> **Set task**:
Extract the complete data exactly as given.

Point placement records
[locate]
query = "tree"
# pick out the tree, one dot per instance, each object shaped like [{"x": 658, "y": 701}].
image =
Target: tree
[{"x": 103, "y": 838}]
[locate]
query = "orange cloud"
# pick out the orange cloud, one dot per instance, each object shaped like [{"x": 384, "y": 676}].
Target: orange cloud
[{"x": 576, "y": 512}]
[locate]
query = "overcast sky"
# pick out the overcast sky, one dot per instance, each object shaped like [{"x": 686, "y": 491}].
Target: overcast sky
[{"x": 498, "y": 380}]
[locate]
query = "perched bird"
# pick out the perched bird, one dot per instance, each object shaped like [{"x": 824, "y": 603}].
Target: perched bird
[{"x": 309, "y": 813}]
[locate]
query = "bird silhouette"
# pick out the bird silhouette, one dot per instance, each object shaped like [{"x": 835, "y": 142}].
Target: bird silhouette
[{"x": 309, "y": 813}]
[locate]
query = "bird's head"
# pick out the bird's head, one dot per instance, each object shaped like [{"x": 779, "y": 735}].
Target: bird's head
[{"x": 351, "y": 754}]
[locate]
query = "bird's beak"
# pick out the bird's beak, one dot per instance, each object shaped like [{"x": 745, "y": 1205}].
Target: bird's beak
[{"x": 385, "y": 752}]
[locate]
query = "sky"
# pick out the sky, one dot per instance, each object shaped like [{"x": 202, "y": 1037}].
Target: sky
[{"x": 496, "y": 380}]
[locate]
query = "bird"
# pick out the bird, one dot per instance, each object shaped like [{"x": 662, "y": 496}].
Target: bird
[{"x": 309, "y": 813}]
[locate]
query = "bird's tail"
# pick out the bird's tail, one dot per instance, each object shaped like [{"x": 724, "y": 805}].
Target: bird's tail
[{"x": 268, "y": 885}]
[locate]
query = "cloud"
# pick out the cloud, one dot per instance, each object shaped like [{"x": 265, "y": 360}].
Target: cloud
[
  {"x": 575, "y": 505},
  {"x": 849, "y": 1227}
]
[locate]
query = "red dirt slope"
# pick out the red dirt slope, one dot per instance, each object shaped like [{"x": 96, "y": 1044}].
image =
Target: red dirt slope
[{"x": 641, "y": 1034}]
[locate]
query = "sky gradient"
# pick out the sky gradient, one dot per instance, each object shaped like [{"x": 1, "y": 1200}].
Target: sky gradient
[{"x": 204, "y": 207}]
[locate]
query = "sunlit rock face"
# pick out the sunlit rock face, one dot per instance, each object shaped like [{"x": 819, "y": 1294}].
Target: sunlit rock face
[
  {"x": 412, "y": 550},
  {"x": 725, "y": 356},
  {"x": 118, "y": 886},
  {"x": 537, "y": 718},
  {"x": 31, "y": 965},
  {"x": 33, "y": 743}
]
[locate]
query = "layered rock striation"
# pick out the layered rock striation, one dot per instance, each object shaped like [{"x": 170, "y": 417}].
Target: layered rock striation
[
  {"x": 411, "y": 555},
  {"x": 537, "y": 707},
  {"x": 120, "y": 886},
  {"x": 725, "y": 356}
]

> **Complete response**:
[locate]
query = "tree"
# pick out the tree, one dot per instance, each object shaped like [{"x": 658, "y": 701}].
image =
Target: tree
[{"x": 103, "y": 838}]
[locate]
query = "orange cloud"
# pick out the orange cloud, one dot per instance, each object shaped like [{"x": 384, "y": 676}].
Target: orange cloud
[{"x": 576, "y": 512}]
[locate]
query = "overcast sky"
# pick out the overcast sky, one dot per instance, each object shaped like [{"x": 686, "y": 491}].
Target: overcast sky
[{"x": 498, "y": 380}]
[locate]
query = "perched bird"
# pick out the perched bird, one dot per instance, each object shaped like [{"x": 824, "y": 603}].
Target: perched bird
[{"x": 309, "y": 813}]
[locate]
query = "bird silhouette"
# pick out the bird silhouette, one dot per instance, each object shaped like [{"x": 835, "y": 142}].
Target: bird silhouette
[{"x": 309, "y": 813}]
[locate]
query = "bird's head"
# pick out the bird's head, one dot per instance, each object shaped like [{"x": 779, "y": 735}].
Target: bird's head
[{"x": 351, "y": 754}]
[locate]
query = "bird's beak"
# pick out the bird's beak, one dot per instance, each object shaped like [{"x": 745, "y": 1205}].
Target: bird's beak
[{"x": 385, "y": 752}]
[locate]
query = "sky"
# pick out the sky, one dot per instance, each object shaped like [{"x": 202, "y": 1037}].
Target: sky
[{"x": 496, "y": 380}]
[locate]
query = "bird"
# pick out the bird, one dot per instance, each object shaped like [{"x": 662, "y": 496}].
Target: bird
[{"x": 309, "y": 813}]
[locate]
query = "bird's tail"
# pick out the bird's tail, one dot per instance, each object shaped like [{"x": 724, "y": 805}].
Target: bird's tail
[{"x": 268, "y": 885}]
[locate]
query = "cloud"
# pick out the cloud, one dot per instance, each object shaped like [{"x": 265, "y": 360}].
Target: cloud
[
  {"x": 575, "y": 505},
  {"x": 849, "y": 1227}
]
[locate]
query = "red dirt slope"
# pick out the red dirt slope, one dot per instance, each object shaped like [{"x": 96, "y": 1044}].
image =
Target: red dirt slope
[{"x": 641, "y": 1034}]
[locate]
query = "sky gradient"
# pick out the sky gradient, one dot per instance, each object shaped like [{"x": 1, "y": 1200}].
Target: sky gradient
[{"x": 204, "y": 207}]
[locate]
query = "sunlit rock face"
# pick out the sunlit rock face, one dot per instance, each object shaped like [{"x": 819, "y": 1294}].
Target: sunlit rock face
[
  {"x": 412, "y": 550},
  {"x": 725, "y": 356},
  {"x": 118, "y": 886},
  {"x": 537, "y": 718},
  {"x": 31, "y": 965},
  {"x": 33, "y": 743}
]
[locate]
query = "layered rock striation"
# pick out the layered rock striation, one dot per instance, each object shaped like [{"x": 170, "y": 417}].
Target: layered rock striation
[
  {"x": 411, "y": 555},
  {"x": 537, "y": 707},
  {"x": 120, "y": 886},
  {"x": 725, "y": 356}
]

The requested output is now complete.